* DESCRIPTION OF THE TASK
Extract every line of the entries below that contains the word "dark", matching case exactly.

* MATERIAL SHOWN

>> begin

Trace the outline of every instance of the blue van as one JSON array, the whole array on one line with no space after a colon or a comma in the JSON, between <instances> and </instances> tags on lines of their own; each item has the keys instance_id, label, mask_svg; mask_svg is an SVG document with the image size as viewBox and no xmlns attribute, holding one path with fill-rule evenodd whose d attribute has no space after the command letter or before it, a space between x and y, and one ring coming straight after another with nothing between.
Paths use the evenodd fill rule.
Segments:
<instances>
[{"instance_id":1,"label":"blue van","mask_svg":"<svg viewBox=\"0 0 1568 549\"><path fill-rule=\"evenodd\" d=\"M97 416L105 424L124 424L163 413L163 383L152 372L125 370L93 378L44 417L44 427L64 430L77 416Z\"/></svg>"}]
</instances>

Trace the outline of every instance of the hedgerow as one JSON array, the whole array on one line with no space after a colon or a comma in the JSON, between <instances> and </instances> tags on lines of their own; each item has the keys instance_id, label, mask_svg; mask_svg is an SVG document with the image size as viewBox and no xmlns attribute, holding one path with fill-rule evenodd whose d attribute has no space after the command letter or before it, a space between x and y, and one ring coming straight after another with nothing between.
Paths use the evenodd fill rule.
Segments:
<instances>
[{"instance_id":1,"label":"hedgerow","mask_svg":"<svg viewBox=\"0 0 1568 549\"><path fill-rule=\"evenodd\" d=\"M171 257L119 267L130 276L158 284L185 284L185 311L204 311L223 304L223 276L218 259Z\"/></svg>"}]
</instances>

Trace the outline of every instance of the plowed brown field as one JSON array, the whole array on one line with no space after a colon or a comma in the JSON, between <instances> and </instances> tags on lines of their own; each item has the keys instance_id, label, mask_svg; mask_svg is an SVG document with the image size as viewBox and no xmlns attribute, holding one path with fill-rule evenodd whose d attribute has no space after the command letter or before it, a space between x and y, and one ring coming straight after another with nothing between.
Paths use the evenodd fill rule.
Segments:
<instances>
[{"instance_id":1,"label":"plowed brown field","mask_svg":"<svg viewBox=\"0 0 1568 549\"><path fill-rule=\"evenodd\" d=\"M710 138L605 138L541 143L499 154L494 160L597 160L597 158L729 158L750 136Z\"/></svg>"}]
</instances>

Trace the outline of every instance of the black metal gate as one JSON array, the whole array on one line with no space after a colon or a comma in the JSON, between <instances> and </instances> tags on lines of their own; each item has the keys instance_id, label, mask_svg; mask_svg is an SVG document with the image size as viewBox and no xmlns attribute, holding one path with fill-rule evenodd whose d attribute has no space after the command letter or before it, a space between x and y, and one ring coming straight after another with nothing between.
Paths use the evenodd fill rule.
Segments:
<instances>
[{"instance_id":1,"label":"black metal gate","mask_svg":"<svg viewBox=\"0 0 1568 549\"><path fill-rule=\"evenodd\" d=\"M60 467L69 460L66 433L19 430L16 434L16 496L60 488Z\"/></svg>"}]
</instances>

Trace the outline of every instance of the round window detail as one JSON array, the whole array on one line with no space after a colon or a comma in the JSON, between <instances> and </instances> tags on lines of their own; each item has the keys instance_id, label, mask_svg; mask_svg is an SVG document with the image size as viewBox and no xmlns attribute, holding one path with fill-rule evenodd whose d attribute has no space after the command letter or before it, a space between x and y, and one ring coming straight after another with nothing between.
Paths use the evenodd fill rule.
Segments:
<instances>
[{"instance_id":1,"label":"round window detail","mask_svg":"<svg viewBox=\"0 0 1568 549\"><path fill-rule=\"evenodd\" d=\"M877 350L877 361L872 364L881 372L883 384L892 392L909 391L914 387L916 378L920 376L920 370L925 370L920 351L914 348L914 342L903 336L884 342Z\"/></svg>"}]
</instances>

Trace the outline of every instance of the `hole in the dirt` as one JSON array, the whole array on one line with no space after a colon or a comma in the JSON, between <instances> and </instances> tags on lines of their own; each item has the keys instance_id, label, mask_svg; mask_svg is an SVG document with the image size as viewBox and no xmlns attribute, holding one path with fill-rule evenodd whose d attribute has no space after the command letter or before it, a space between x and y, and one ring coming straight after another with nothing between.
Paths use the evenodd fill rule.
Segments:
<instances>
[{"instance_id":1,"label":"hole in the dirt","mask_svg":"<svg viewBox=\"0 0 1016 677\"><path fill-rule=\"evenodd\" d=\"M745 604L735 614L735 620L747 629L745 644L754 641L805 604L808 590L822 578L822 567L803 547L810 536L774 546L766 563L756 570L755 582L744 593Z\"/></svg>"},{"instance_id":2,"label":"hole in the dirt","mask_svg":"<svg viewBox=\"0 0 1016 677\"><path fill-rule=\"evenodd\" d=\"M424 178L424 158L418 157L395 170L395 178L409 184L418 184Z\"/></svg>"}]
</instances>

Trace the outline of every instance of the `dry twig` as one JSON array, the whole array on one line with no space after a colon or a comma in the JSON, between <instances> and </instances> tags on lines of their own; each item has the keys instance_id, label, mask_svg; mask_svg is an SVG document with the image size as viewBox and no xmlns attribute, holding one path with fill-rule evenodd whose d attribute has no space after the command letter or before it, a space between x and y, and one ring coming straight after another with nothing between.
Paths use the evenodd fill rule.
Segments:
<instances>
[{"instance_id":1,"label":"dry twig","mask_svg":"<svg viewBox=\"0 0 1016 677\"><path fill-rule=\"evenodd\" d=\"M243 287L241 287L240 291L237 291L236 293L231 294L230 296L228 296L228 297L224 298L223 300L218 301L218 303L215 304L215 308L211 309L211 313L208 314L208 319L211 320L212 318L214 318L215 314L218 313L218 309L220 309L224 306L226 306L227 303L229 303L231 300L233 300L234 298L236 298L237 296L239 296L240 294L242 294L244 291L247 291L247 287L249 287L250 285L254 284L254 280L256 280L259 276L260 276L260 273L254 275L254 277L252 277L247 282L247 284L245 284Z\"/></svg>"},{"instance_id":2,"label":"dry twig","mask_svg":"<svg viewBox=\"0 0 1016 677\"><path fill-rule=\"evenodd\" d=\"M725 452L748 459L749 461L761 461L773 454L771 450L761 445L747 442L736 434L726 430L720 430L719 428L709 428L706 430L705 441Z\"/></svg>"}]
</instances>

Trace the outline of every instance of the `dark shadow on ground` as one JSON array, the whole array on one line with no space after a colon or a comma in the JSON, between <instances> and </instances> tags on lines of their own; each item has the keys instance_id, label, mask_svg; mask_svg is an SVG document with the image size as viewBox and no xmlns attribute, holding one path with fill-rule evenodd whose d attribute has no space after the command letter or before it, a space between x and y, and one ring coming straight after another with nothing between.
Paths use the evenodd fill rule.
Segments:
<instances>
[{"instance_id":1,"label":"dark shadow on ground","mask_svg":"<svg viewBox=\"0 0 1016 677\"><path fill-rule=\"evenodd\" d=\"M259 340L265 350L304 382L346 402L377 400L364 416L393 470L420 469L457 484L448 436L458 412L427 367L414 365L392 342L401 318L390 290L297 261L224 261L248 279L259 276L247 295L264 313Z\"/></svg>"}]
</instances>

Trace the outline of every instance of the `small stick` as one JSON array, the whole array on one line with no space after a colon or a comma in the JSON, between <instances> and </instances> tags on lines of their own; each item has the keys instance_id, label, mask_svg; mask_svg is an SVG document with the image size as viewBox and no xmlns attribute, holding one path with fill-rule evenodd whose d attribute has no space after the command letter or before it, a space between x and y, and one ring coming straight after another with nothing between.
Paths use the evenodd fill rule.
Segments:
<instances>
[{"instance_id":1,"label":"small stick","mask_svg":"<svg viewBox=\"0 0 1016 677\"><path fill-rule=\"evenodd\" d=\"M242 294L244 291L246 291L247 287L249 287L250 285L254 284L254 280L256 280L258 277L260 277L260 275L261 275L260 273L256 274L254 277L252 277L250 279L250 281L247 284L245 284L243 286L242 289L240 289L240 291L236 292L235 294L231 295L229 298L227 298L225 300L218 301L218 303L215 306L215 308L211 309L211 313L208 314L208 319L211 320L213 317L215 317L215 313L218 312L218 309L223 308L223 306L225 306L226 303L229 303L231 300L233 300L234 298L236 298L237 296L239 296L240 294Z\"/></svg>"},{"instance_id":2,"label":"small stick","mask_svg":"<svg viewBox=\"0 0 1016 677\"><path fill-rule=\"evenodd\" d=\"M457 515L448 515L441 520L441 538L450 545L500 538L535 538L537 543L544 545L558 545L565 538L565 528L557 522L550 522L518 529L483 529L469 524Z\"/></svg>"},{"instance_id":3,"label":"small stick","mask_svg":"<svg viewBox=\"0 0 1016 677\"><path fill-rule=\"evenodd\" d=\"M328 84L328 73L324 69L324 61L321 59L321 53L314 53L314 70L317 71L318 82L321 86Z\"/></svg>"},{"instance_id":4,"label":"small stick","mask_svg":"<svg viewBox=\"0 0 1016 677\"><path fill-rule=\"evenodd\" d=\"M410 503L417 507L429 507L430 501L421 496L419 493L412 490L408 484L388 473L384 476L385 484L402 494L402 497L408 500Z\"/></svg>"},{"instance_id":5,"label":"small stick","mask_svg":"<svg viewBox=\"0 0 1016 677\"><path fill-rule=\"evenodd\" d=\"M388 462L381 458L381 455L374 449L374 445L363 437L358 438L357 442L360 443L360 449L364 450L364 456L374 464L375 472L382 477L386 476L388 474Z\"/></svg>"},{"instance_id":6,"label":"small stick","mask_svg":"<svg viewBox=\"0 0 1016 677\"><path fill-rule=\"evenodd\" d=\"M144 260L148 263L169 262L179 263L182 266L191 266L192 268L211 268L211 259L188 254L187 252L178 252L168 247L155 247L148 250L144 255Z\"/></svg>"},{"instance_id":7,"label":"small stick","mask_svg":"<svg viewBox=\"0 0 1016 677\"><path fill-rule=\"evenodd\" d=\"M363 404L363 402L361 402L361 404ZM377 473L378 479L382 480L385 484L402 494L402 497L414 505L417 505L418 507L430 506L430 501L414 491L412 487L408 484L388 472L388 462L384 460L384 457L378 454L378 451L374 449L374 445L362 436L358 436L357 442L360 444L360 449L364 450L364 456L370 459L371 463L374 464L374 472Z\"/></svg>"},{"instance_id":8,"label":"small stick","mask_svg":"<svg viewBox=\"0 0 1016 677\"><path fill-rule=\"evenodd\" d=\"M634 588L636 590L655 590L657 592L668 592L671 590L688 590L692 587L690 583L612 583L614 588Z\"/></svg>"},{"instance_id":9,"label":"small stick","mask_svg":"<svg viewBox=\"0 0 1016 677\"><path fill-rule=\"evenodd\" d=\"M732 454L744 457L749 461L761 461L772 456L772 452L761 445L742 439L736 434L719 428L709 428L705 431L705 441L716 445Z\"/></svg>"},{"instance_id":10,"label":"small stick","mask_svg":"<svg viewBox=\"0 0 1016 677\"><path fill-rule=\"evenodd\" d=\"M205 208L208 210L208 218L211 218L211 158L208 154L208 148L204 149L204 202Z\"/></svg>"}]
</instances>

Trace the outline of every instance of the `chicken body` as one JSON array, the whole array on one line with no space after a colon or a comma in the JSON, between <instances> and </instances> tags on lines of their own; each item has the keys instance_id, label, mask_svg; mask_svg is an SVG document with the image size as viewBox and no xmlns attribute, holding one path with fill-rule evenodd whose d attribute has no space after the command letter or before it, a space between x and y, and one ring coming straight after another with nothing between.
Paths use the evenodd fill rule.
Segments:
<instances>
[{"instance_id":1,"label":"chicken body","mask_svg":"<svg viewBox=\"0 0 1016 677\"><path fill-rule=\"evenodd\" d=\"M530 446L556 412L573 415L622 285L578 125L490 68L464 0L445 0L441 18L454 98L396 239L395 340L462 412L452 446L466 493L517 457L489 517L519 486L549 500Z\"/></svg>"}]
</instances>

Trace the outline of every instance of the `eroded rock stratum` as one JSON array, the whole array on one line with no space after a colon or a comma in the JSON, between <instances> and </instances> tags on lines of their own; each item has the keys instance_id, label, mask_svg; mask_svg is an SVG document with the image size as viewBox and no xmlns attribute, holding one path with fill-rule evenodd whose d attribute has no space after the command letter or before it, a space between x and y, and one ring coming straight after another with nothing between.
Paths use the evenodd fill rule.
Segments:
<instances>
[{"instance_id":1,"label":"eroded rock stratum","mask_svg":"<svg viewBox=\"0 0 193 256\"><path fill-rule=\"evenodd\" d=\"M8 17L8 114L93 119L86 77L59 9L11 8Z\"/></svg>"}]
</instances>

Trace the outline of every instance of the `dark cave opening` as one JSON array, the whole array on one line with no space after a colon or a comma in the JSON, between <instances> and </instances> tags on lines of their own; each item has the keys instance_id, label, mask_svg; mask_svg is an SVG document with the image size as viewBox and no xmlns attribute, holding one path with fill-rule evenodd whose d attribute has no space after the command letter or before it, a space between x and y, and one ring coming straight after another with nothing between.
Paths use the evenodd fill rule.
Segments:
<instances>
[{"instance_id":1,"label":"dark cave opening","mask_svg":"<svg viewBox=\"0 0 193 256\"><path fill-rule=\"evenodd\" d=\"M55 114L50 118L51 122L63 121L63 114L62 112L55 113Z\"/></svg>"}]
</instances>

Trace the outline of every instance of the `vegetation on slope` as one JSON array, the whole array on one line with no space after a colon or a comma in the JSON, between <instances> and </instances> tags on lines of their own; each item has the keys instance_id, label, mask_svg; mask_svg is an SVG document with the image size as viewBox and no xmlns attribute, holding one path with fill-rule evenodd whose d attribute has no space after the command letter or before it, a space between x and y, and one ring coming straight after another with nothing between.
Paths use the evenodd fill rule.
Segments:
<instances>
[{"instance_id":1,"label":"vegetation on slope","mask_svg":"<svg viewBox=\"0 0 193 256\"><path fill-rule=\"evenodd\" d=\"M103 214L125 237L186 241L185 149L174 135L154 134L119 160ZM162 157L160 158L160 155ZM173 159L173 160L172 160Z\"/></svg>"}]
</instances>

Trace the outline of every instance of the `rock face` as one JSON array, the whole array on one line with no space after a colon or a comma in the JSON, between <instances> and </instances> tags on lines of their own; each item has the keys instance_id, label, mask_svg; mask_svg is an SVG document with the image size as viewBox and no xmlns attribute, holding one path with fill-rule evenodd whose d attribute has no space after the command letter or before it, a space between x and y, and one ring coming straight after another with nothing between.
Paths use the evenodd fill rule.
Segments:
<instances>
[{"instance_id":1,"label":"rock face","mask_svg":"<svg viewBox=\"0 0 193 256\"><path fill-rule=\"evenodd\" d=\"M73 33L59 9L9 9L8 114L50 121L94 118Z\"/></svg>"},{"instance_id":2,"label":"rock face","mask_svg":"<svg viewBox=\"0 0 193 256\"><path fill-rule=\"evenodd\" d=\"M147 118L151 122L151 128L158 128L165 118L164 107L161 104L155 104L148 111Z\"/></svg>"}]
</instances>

>> end

* THE ANSWER
Trace the outline of every instance of the `dark shadow on ground` as one JSON array, the whole array on one line with no space after a colon or a comma in the JSON, between <instances> and </instances> tags on lines of their own; each item has the keys instance_id, label, mask_svg; mask_svg is an SVG document with the image size as viewBox and no xmlns attribute, holding one path with fill-rule evenodd whose d attribute has no space after the command letter or before it, a space between x and y, and one ring coming straight after another with nothing between.
[{"instance_id":1,"label":"dark shadow on ground","mask_svg":"<svg viewBox=\"0 0 1016 677\"><path fill-rule=\"evenodd\" d=\"M259 340L265 350L304 382L346 402L377 400L364 416L393 470L420 469L457 484L448 436L458 412L427 367L414 365L392 342L401 318L390 290L297 261L224 261L248 279L259 276L247 295L264 313Z\"/></svg>"}]
Trace the outline of every instance of the `dark cave opening` as one JSON array, the whole array on one line with no space after a colon or a comma in the JSON, between <instances> and </instances> tags on lines of their own; each item has the keys instance_id, label, mask_svg; mask_svg is an SVG document with the image size as viewBox and no xmlns attribute, holding one path with fill-rule evenodd whose d attribute has no space after the command letter or before it, a space between x and y, and one ring coming straight after another with nothing between.
[{"instance_id":1,"label":"dark cave opening","mask_svg":"<svg viewBox=\"0 0 193 256\"><path fill-rule=\"evenodd\" d=\"M55 114L50 118L51 122L63 121L63 114L62 112L55 113Z\"/></svg>"}]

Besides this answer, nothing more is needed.